__Problem description__:
Repeat the part of the data that opens with the line containing "Target: dark blue jacket" and closes at the end of the data, both ends included. Keep every request line unchanged, but multiply each coordinate in the answers by 0.5 and round it to a whole number, with halves rounding up.
□ □ □ □ □
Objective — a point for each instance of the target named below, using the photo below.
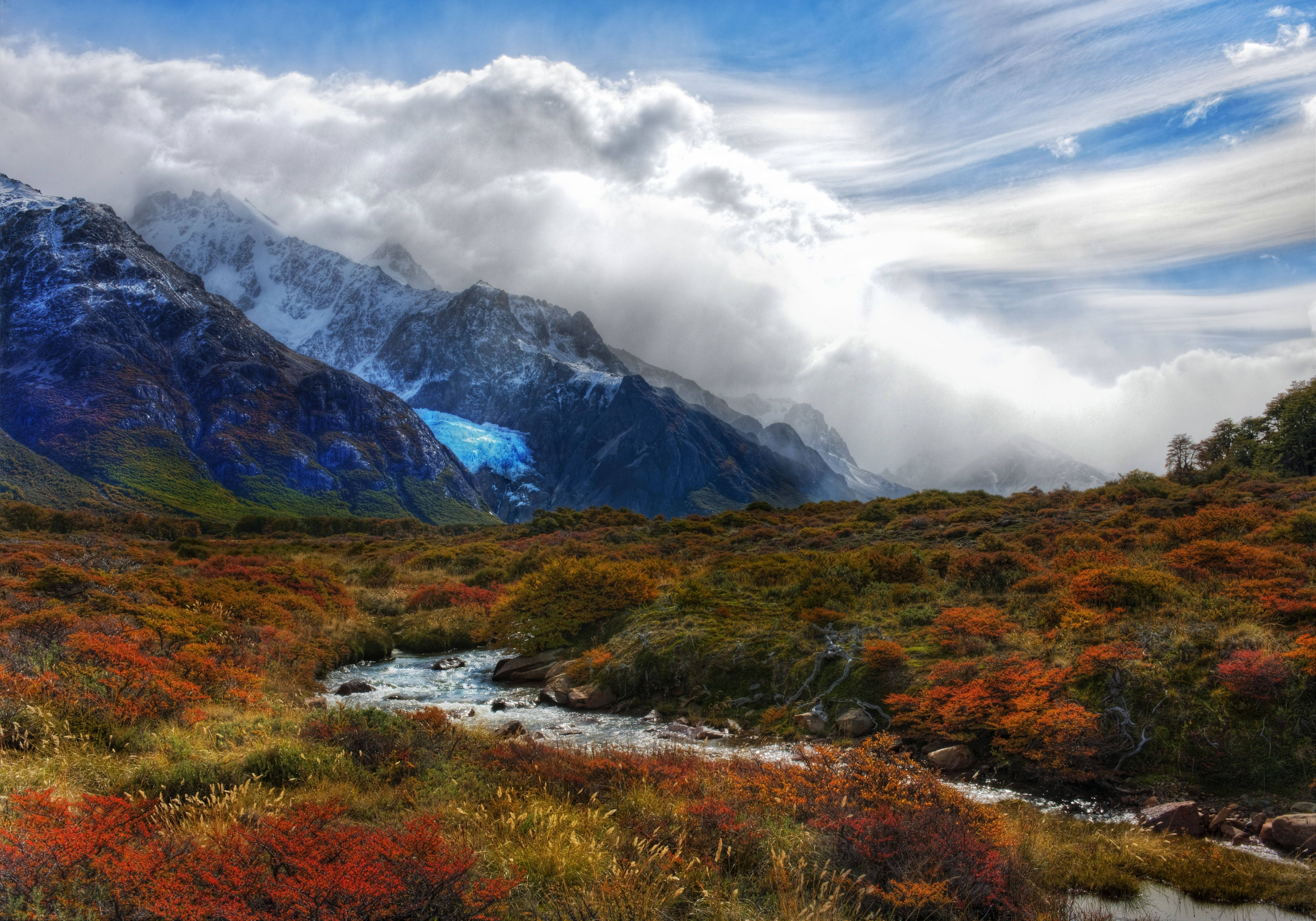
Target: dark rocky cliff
(120, 368)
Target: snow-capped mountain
(128, 374)
(398, 265)
(753, 414)
(524, 385)
(1020, 464)
(822, 437)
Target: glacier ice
(482, 445)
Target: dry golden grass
(1114, 860)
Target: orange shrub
(1101, 660)
(993, 572)
(1205, 558)
(1217, 523)
(971, 630)
(884, 654)
(549, 607)
(1305, 654)
(1020, 701)
(1124, 587)
(1255, 674)
(451, 595)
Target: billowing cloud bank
(623, 201)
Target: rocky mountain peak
(398, 264)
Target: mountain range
(128, 384)
(530, 395)
(1015, 465)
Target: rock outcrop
(122, 369)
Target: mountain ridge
(594, 432)
(124, 372)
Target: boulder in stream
(1292, 832)
(524, 669)
(557, 691)
(1180, 818)
(355, 686)
(811, 723)
(855, 723)
(955, 758)
(592, 698)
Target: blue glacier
(482, 445)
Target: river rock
(557, 691)
(524, 669)
(1181, 818)
(811, 723)
(592, 698)
(956, 758)
(1289, 832)
(1223, 816)
(355, 686)
(855, 723)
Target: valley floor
(159, 757)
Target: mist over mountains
(130, 385)
(544, 411)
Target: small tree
(1180, 457)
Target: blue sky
(1011, 214)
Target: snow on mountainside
(398, 265)
(314, 301)
(123, 370)
(592, 432)
(1020, 464)
(827, 441)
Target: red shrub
(1305, 654)
(1203, 558)
(451, 595)
(971, 630)
(1253, 674)
(106, 856)
(882, 654)
(1102, 660)
(1019, 701)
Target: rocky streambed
(536, 696)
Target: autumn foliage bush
(453, 594)
(965, 631)
(1022, 702)
(1255, 674)
(884, 654)
(549, 607)
(111, 857)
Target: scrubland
(157, 760)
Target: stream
(409, 682)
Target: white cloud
(1289, 39)
(1064, 148)
(626, 201)
(1201, 110)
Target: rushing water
(1162, 903)
(410, 682)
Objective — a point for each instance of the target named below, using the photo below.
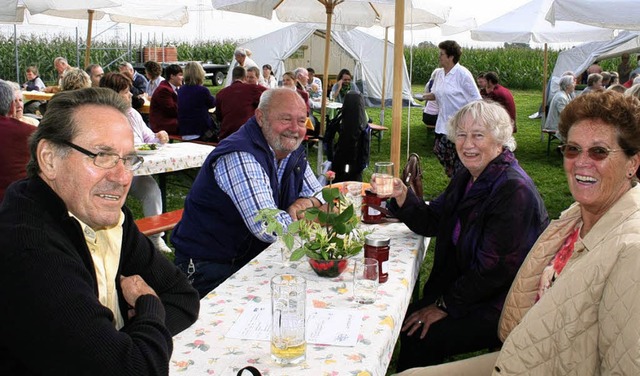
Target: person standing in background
(624, 68)
(153, 71)
(95, 72)
(270, 81)
(502, 95)
(194, 102)
(456, 87)
(61, 65)
(163, 113)
(14, 136)
(243, 59)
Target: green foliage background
(517, 67)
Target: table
(36, 96)
(173, 157)
(204, 349)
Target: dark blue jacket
(194, 102)
(501, 217)
(212, 228)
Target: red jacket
(163, 113)
(235, 104)
(14, 151)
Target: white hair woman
(485, 223)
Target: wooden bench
(377, 131)
(175, 137)
(551, 134)
(159, 223)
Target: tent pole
(87, 52)
(396, 109)
(544, 90)
(15, 45)
(325, 77)
(384, 75)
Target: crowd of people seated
(543, 296)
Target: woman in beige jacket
(574, 307)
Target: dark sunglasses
□ □ □ □ □
__Written solution__:
Target: dark blue jacket
(97, 51)
(251, 109)
(106, 114)
Target: red jacket
(82, 57)
(118, 52)
(7, 76)
Target: white hair woman
(243, 112)
Target: wooden bench
(189, 66)
(88, 69)
(276, 67)
(80, 112)
Target: tent pole
(44, 26)
(198, 55)
(272, 45)
(8, 23)
(163, 39)
(192, 38)
Target: crowd of people seated
(272, 148)
Target: woman in beige jacket
(287, 154)
Target: dark sunglasses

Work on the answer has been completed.